(Given request 1):
Answer these about the text on 1960s LGBTQ rights, one per line:
(a) Which court overturned the discharge given to Fannie Mae Clackum?
(b) In what month did the National Assembly of France pass the Mirguet Amendment?
(c) Besides homosexuality, what two things did that amendment call a "social scourge"?
(Given request 2): Extend the text on 1960s LGBTQ rights, picking up after its last sentence.

(Text to read):
◆ ◆ ◆ ◆ ◆

= 1960s in LGBTQ rights =

This is a list of notable events in the history of LGBTQ rights that took place in the 1960s.

==Events during this period==

===1960===
- January 20 – The United States Court of Federal Claims overturns the Other Than Honorable discharge issued by the United States Air Force to Fannie Mae Clackum for her alleged homosexuality. This is the first known instance of a homosexuality-related discharge being successfully fought, although the case turned on due process issues and did not affect the military's policy of excluding homosexuals from service. This was an amazing relief to those who were homosexual.
- June – The National Assembly of France passes the Mirguet Amendment, which declares homosexuality, along with alcoholism and prostitution, a "social scourge" and urges the government to take action against it.

◆ ◆ ◆ ◆ ◆

(Recorded information):
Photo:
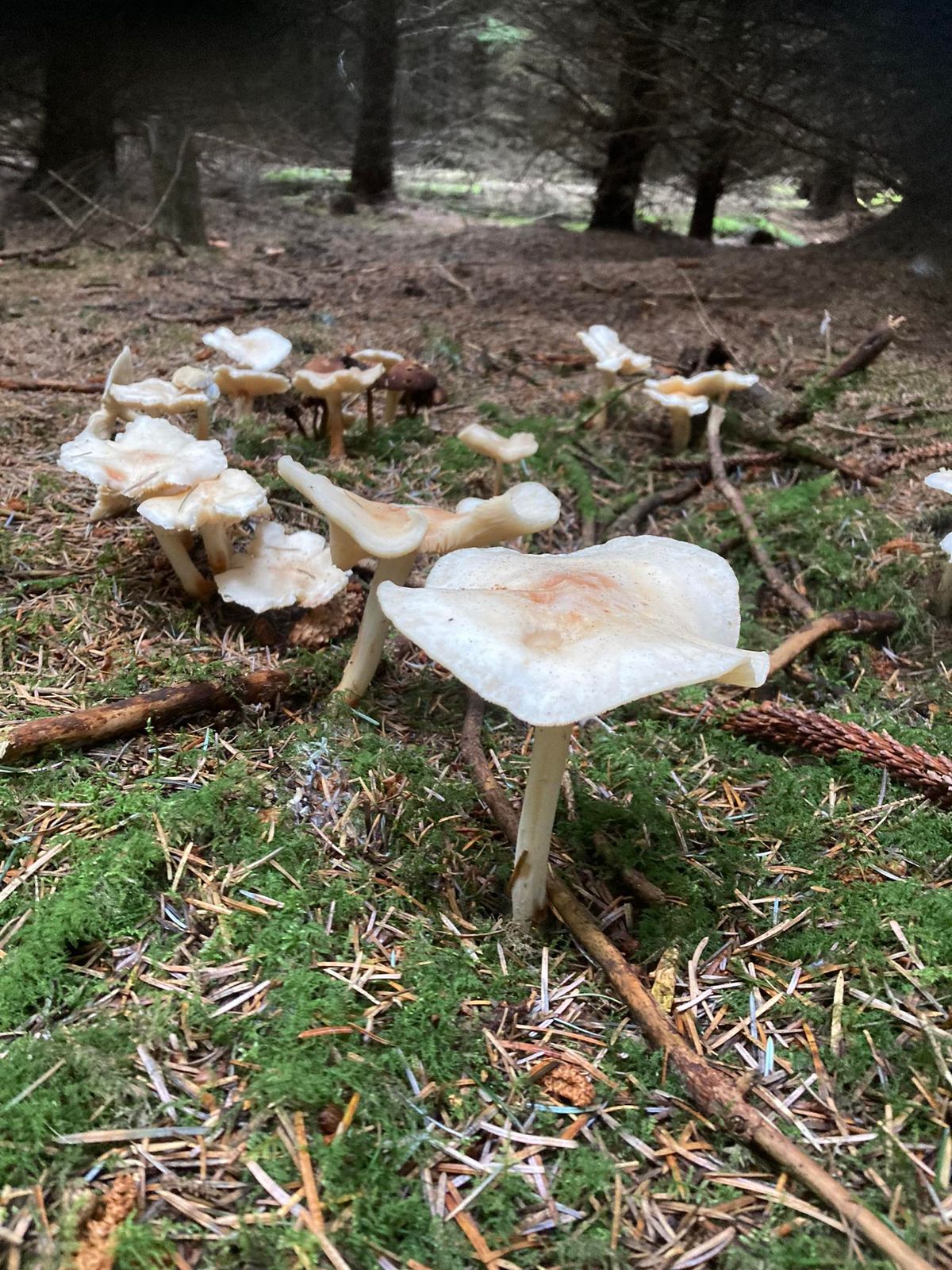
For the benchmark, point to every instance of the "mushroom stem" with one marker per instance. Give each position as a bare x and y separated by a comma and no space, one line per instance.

◆ ◆ ◆ ◆ ◆

(Answer 1):
(a) The United States Court of Federal Claims
(b) June
(c) Alcoholism and prostitution

(Answer 2):
===1961===
- March 20 – The United States Supreme Court denies certiorari to Frank Kameny's petition to review the legality of his firing by the United States Army's Map Service in 1957, bringing his four-year legal battle to a close.
- July 28- Illinois Governor Otto Kerner (D) signs Laws of Illinois 1961, a set of revisions to the state's legal code which include repeal of Illinois' sodomy law.
- September 11 – KQED in San Francisco broadcasts The Rejected, the first made-for-television documentary about homosexuality on American television.
- November 7 – José Sarria, the first known openly gay candidate for political office in the world, shocks political observers by garnering nearly 6,000 votes in his bid for a seat on the San Francisco Board of Supervisors. This feat marked the beginning of the notion that gays could represent a powerful voting bloc.
- November 15 — After three months of preliminary meetings, Frank Kameny and Jack Nichols formally found the Mattachine Society of Washington, D.C.
- August 5- A large bar fight between 14-19 homophobic men went into a gay bar on a dare, they were met with many homosexuals ready to fight. This became known as the Black Nite Brawl.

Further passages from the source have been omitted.